- [INSTRUCTIONS TO FOLLOW] Please reproduce every line of the records below without any change, omitting the pictures.

- [RECORDS FOR THE EXERCISE]
= = = = =
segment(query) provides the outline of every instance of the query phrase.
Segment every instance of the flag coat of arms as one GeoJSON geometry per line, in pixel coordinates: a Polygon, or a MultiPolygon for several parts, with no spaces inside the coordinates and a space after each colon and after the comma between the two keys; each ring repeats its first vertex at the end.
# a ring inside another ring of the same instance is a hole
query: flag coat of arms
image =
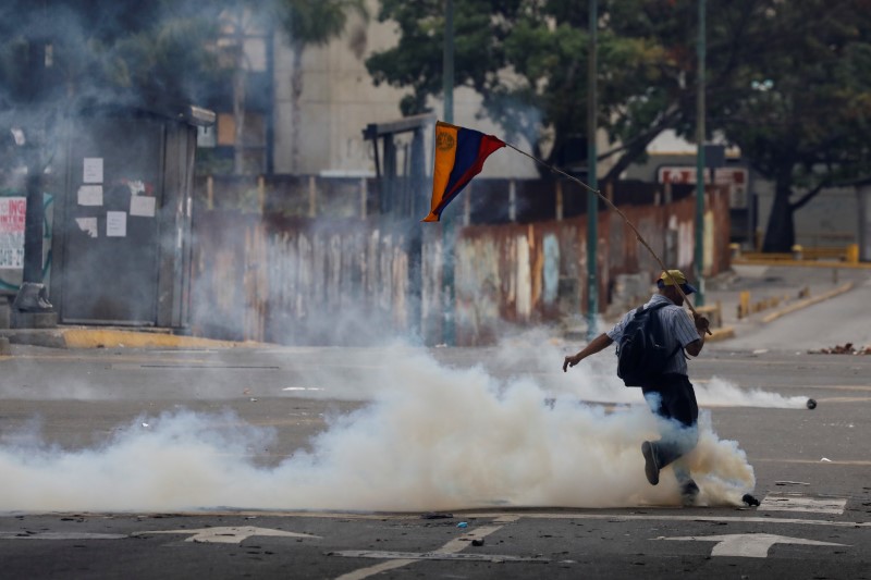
= = = = =
- [THE RESULT]
segment(query) provides the outline of every instance of the query phrase.
Segment every instance of the flag coat of arms as one GeoJSON geometry per line, in pixel coordinates: a Polygon, or a MultiPolygon for several parts, with no spaces inside the coordinates and a space after each colon and after the comma between the two keys; each ring repeats its first vertex at the end.
# a ring inside another ring of the same instance is a hole
query: flag coat of arms
image =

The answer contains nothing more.